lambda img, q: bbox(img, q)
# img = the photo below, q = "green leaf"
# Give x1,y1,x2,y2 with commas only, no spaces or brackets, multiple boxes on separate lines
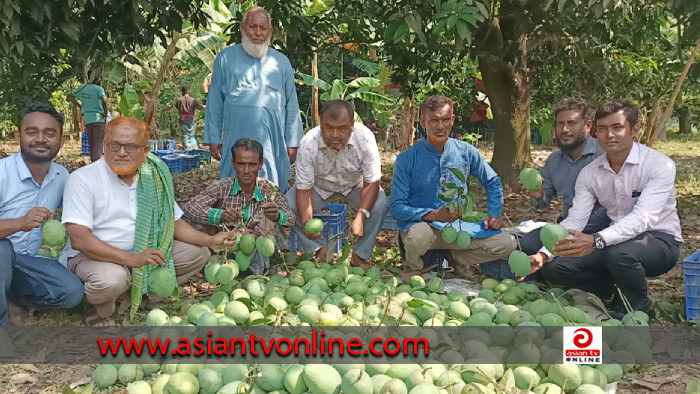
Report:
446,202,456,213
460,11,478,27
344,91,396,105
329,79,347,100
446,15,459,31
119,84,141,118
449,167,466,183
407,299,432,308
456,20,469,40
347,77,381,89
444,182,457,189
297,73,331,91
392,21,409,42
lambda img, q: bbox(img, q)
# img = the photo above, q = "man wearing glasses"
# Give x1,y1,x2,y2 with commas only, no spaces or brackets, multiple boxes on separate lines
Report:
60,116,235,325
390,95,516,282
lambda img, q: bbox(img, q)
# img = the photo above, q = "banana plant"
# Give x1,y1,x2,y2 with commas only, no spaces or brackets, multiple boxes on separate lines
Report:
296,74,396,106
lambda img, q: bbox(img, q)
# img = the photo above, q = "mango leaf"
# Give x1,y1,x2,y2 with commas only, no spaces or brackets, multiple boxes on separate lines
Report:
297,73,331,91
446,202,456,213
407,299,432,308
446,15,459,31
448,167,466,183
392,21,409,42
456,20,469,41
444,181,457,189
■ ■ ■ ■ ■
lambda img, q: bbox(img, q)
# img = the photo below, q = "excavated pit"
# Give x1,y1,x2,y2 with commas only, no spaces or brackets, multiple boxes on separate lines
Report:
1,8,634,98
■ ■ ■ ■ ■
Nothing but a number should be given: how many lines in the listing hold the word "photo".

5